------ Exercise input ------
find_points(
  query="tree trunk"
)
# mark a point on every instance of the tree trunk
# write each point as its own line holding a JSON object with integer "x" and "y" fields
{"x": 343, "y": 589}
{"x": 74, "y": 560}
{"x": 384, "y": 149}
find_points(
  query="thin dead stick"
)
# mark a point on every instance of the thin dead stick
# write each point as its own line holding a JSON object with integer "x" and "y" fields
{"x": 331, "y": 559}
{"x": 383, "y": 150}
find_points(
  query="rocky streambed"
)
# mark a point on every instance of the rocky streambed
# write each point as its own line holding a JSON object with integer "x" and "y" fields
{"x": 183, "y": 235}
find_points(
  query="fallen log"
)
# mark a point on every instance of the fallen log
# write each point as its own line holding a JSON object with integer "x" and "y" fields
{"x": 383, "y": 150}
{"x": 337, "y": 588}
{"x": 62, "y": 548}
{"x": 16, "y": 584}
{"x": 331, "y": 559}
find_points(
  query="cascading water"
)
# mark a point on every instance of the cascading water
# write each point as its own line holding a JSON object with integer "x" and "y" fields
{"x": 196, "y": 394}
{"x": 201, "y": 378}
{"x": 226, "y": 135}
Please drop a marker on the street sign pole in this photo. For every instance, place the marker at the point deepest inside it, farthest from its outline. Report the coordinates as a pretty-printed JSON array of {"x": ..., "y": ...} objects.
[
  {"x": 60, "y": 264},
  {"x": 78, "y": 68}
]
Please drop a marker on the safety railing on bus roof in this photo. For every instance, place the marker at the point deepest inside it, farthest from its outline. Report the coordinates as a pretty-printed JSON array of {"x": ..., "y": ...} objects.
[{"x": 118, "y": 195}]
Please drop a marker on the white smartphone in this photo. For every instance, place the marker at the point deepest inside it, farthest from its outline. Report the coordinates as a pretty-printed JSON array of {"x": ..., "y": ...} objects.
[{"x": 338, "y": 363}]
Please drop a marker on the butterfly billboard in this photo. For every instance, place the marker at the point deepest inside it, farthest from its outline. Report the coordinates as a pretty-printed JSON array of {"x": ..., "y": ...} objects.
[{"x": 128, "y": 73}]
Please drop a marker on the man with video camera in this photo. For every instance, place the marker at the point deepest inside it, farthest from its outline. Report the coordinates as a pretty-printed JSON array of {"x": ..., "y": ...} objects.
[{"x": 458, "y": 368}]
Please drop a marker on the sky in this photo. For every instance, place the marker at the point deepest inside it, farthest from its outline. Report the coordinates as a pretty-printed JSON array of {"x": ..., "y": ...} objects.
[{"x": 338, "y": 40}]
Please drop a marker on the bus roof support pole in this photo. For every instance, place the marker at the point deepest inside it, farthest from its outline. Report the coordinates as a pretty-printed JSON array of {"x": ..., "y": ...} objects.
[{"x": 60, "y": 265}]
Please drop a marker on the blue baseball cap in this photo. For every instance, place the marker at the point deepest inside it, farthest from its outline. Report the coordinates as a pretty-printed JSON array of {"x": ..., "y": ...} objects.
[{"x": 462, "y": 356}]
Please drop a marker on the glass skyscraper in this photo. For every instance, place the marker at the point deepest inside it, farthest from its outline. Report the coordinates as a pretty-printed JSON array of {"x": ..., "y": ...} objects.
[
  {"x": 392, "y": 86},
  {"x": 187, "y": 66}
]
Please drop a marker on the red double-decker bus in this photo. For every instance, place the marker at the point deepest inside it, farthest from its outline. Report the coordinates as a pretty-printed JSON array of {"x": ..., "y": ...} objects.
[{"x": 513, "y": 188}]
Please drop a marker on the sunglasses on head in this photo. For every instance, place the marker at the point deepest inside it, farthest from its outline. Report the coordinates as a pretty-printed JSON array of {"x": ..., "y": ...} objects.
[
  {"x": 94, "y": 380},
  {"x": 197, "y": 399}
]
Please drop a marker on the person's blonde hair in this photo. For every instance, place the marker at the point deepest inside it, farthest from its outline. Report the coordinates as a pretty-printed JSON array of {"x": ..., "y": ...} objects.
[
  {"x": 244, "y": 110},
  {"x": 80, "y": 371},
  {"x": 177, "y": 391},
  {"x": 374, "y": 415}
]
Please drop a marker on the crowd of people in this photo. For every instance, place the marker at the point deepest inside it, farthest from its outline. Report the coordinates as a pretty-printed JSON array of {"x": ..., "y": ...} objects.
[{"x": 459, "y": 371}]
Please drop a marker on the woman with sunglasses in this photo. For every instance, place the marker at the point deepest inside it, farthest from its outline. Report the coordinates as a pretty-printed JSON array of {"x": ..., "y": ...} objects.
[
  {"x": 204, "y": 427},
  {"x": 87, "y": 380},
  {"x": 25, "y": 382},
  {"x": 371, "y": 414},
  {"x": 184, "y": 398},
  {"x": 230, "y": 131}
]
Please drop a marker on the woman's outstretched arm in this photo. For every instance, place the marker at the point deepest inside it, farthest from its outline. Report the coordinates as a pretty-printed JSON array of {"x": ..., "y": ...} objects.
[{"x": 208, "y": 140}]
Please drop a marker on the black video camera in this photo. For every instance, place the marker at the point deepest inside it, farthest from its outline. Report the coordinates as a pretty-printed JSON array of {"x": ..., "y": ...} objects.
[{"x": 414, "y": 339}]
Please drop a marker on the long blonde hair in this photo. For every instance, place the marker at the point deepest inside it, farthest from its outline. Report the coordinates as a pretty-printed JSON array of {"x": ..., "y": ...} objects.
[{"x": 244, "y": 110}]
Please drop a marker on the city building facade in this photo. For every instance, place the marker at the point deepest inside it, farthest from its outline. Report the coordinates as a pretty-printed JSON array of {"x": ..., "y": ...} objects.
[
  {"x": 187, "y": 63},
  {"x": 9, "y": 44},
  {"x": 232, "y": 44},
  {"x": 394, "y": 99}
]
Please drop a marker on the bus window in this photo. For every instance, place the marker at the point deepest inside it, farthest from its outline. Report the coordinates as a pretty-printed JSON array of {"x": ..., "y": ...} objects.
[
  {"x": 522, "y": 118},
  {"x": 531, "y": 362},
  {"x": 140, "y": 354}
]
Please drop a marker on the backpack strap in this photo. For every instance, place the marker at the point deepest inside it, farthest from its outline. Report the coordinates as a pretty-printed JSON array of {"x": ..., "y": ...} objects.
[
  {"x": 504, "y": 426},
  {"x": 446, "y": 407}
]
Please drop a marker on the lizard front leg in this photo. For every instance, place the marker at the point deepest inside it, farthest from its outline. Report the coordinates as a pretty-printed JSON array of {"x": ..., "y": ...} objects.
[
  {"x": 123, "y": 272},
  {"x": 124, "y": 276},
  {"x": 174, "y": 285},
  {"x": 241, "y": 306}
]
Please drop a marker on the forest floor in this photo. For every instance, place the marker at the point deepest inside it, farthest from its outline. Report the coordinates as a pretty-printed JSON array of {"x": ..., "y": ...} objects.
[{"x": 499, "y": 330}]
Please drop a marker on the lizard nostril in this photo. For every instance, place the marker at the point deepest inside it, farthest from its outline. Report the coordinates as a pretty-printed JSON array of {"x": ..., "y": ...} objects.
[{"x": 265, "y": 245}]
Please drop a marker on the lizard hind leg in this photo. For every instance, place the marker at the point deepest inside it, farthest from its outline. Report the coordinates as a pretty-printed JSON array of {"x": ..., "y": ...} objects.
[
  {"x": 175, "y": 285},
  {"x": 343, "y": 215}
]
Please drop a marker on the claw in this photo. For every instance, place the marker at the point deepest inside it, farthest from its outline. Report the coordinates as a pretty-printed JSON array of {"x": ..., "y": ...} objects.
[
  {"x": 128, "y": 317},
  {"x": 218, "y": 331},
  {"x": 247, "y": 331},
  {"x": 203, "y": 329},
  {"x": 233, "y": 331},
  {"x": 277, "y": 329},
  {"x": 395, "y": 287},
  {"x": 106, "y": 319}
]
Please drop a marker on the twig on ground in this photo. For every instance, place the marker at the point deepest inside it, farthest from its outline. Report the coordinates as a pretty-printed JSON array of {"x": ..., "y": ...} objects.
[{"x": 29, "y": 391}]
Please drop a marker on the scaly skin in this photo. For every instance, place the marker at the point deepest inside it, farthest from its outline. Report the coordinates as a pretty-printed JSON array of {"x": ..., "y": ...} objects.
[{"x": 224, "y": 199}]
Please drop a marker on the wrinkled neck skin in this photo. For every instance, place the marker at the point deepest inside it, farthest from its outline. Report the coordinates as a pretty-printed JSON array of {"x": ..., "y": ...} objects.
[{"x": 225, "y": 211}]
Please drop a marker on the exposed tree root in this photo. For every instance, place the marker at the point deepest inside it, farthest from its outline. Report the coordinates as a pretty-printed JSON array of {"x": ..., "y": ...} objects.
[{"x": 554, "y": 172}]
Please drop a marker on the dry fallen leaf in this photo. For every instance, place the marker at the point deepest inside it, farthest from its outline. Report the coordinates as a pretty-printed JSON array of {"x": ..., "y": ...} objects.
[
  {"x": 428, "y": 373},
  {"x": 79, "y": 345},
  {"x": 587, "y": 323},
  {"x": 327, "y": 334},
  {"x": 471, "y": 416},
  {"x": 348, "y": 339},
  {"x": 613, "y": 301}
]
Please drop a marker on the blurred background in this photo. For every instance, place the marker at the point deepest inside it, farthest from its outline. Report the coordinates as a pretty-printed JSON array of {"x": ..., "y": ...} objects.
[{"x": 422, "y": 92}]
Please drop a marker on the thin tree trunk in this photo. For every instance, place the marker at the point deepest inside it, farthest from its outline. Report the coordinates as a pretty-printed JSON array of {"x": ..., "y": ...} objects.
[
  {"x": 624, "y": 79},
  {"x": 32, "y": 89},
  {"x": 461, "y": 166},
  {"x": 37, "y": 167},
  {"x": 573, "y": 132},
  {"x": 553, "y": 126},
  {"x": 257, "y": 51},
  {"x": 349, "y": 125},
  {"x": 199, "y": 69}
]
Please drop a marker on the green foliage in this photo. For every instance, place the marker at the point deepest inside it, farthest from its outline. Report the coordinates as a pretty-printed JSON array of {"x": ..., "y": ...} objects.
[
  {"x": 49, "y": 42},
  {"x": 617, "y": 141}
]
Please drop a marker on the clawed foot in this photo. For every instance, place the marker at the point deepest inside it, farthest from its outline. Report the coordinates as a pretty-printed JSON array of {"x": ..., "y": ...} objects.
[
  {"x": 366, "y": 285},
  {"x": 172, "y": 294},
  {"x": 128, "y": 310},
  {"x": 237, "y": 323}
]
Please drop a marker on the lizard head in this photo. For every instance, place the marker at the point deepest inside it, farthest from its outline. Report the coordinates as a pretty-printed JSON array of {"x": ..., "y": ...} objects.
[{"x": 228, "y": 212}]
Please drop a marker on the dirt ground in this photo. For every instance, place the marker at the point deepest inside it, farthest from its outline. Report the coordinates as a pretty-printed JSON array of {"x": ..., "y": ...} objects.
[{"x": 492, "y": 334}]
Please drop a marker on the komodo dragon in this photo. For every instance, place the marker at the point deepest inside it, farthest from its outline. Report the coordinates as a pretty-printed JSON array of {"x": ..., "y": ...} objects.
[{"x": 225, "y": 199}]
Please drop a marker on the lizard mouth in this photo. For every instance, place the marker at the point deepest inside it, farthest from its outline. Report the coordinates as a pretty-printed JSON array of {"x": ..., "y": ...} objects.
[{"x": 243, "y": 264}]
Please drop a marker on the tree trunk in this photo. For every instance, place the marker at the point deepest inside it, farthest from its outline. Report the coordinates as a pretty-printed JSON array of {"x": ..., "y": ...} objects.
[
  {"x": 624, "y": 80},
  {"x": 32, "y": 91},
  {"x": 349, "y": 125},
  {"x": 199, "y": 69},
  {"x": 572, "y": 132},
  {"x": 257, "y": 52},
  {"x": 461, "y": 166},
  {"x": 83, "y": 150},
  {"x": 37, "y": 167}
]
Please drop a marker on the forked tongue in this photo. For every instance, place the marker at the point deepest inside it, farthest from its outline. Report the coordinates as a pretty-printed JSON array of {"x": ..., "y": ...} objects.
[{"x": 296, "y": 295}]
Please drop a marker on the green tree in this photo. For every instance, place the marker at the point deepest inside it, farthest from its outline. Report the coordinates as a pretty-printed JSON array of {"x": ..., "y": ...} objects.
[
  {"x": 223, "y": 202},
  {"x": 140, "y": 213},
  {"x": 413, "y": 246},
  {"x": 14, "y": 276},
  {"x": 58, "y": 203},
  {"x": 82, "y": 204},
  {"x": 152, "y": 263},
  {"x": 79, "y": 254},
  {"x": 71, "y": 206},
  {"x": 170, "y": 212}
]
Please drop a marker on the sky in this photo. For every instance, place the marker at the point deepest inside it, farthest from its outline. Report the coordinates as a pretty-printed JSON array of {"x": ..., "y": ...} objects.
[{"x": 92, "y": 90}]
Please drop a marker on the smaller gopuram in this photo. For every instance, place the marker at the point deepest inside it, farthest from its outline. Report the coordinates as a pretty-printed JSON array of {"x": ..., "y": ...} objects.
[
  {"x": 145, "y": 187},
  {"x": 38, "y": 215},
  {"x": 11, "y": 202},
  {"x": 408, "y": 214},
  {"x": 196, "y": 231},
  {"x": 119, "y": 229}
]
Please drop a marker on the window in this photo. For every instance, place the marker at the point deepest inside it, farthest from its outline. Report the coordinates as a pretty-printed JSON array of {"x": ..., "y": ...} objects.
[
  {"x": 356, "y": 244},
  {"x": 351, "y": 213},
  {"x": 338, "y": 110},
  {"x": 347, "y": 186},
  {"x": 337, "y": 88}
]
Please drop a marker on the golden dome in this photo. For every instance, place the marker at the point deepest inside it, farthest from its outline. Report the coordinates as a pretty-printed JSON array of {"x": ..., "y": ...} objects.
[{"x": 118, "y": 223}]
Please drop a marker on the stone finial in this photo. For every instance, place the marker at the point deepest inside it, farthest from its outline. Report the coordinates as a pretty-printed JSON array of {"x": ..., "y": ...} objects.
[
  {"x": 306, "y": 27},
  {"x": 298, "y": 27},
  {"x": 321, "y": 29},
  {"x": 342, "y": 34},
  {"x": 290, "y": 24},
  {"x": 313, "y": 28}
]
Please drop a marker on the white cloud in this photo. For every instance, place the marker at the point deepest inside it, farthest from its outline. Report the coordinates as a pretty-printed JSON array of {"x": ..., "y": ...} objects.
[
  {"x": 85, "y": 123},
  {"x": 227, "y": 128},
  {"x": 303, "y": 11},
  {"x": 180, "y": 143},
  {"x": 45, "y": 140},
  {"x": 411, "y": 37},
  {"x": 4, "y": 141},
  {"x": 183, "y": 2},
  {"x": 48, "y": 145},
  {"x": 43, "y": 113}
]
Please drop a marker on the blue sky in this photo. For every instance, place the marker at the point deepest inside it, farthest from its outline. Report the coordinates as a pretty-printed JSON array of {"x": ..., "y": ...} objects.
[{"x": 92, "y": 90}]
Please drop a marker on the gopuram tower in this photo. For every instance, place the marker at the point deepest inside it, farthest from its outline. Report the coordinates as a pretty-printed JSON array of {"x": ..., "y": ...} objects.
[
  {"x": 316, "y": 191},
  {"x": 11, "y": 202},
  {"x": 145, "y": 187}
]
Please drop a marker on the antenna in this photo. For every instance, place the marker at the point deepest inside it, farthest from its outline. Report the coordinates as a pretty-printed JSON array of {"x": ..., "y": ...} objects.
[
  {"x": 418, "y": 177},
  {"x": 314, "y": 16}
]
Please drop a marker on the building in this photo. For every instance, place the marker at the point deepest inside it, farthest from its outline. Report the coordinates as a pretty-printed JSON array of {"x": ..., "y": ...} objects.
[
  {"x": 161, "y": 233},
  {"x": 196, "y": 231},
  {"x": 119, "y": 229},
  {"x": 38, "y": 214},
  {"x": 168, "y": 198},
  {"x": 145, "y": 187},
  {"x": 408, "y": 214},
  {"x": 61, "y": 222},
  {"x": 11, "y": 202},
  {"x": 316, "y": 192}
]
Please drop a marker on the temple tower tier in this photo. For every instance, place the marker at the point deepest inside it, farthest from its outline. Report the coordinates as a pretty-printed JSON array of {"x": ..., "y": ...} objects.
------
Given exercise |
Extract every line from the one with "Please drop a marker on the gopuram" down to the final line above, both included, exactly as written.

Solution for this exercise |
Please drop a marker on the gopuram tower in this photo. For every instance, place the marker at the point deepest inside it, farthest from its outline. Report the coordinates as a pretty-printed JSON array of {"x": ..., "y": ...} objects.
[
  {"x": 316, "y": 191},
  {"x": 11, "y": 202},
  {"x": 145, "y": 187}
]
Please drop a marker on the antenna in this photo. For every instance, place the marker at the point deepest inside it, farthest from its outline. Report the coordinates as a pretty-printed JSON array of {"x": ..., "y": ...} objects.
[
  {"x": 418, "y": 177},
  {"x": 314, "y": 16}
]
Please drop a marker on the building in this photo. For every instance, place the marker at the point deepest inside it, farthest from its outline. Report the coordinates as a pretty-printed JSON array of {"x": ..., "y": ...} objects.
[
  {"x": 161, "y": 233},
  {"x": 196, "y": 231},
  {"x": 119, "y": 229},
  {"x": 38, "y": 214},
  {"x": 168, "y": 198},
  {"x": 145, "y": 187},
  {"x": 408, "y": 214},
  {"x": 61, "y": 222},
  {"x": 11, "y": 202},
  {"x": 316, "y": 192}
]
Please drop a marker on the temple tower tier in this photo. For every instance, place the marker at the point deepest inside it, farthest from its outline. Report the coordinates as a pretty-printed JSON array of {"x": ..., "y": ...} objects.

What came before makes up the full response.